Task description: Pick up the article below on inflation and infrastructure contracts after its final sentence and continue writing it.

Segment Start: Text excerpt

A health pandemic, followed by a supply chain pandemic, leading to an inflationary pandemic. The big worry for infrastructure players is that the next stop is a bankruptcy pandemic.
The continued volatility and financial disruption of the past few months have certainly not been easy for infrastructure players. We are seeing infrastructure planners and owners struggling to budget for projects that will take years to deliver and decades to finance. As costs rise, return on investment equations rapidly change. As inflation bites, so does affordability.
What's worrying infrastructure owners and investors is that, more often than not, the price risk in today's contracts flow down to the developers and contractors. For years, costs had remained fairly stable and price risk was generally considered a symptom of poor cost management. It only made sense that those with the greatest control over cost discipline should also hold the cost risk.
But, today, the link between risk and discipline has become unhinged. No amount of cost or price discipline can protect margins during times of inflationary shocks, supply constraints and volatile commodity price gyrations. And few contractors understand how to properly price inflation and cost volatility into their contracts. U.S. consumer price inflation hasn't topped 4 percent in more than 30 years(1) which means few developers have any real experience dealing with the issue. Not surprisingly, many infrastructure planners, owners and investors are dreadfully worried that their supply chain is about to go bust.
Yet this is not the first time the world has experienced inflation and supply issues. Some markets - such as Turkey and Venezuela have been suffering through high inflation for years. Any Baby Boomer reading this article will likely remember running dozens of different price scenarios, based on different inflation assumptions, across their investments (business and personal) in the early 80's. In those days, U.S. inflation topped out at 13.5 percent. Yet, still, things were built, investments were made, and infrastructure was delivered. The trick now is to remember how uncertainty was factored in historically.

Segment End: Text excerpt
Segment Start: Data under study

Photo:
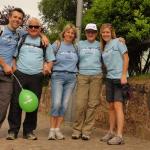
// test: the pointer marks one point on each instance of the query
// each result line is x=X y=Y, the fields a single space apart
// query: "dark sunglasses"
x=91 y=31
x=35 y=27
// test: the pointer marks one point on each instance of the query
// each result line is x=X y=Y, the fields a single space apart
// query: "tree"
x=56 y=13
x=5 y=13
x=131 y=18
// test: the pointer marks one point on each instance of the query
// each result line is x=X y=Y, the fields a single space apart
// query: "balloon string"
x=18 y=81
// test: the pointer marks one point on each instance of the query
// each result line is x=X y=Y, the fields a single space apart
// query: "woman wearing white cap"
x=88 y=84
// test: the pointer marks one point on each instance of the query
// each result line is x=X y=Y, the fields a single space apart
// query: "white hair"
x=34 y=19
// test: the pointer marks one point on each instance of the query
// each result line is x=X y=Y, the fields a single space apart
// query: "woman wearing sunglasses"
x=30 y=65
x=115 y=57
x=63 y=79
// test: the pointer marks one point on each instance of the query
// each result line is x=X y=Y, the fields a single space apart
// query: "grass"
x=143 y=77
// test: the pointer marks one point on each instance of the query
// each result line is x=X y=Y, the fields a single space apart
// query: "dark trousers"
x=30 y=82
x=5 y=95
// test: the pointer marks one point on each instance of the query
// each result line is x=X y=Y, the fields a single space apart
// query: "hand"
x=122 y=40
x=123 y=79
x=7 y=69
x=45 y=40
x=46 y=69
x=14 y=68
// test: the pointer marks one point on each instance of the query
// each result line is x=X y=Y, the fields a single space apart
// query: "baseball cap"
x=91 y=26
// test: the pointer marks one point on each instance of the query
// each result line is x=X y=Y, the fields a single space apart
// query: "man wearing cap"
x=88 y=84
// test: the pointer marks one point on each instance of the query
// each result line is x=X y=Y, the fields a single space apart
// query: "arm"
x=45 y=40
x=14 y=66
x=6 y=68
x=47 y=67
x=125 y=68
x=122 y=40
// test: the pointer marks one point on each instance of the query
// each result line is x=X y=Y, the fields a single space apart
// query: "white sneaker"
x=51 y=135
x=59 y=135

Segment End: Data under study

Exercise response:
Over the coming year, we expect to see owners and investors start to rethink who should actually own the cost and price risk on their assets and investments. Strong trust and cooperation between public and private sectors, owners and contractors, developers and operators, and buyers and suppliers will be key. For some, that may lead to a style of contracting that more closely resembles `open book' than in the past, while still maintaining a level of price discipline between the contractor and the owner. The challenge will likely be to maintain price discipline while allowing for prudent risk sharing.
At the same time, global supply chains are shifting in response to geopolitical risk and pressure (see trend 8). Contractors and developers may need to start rebuilding their strategic procurement functions, led by a greater focus on price and cost discipline and robust scenario planning capabilities. Governments may need to find the fiscal space to invest in infrastructure in order to boost economic activity (frankly, they may have no other choice).
To be sure, supply chain bankruptcy would be a worst-case scenario this year. But the risk of not building anything at all would be much, much more dangerous over the long-term.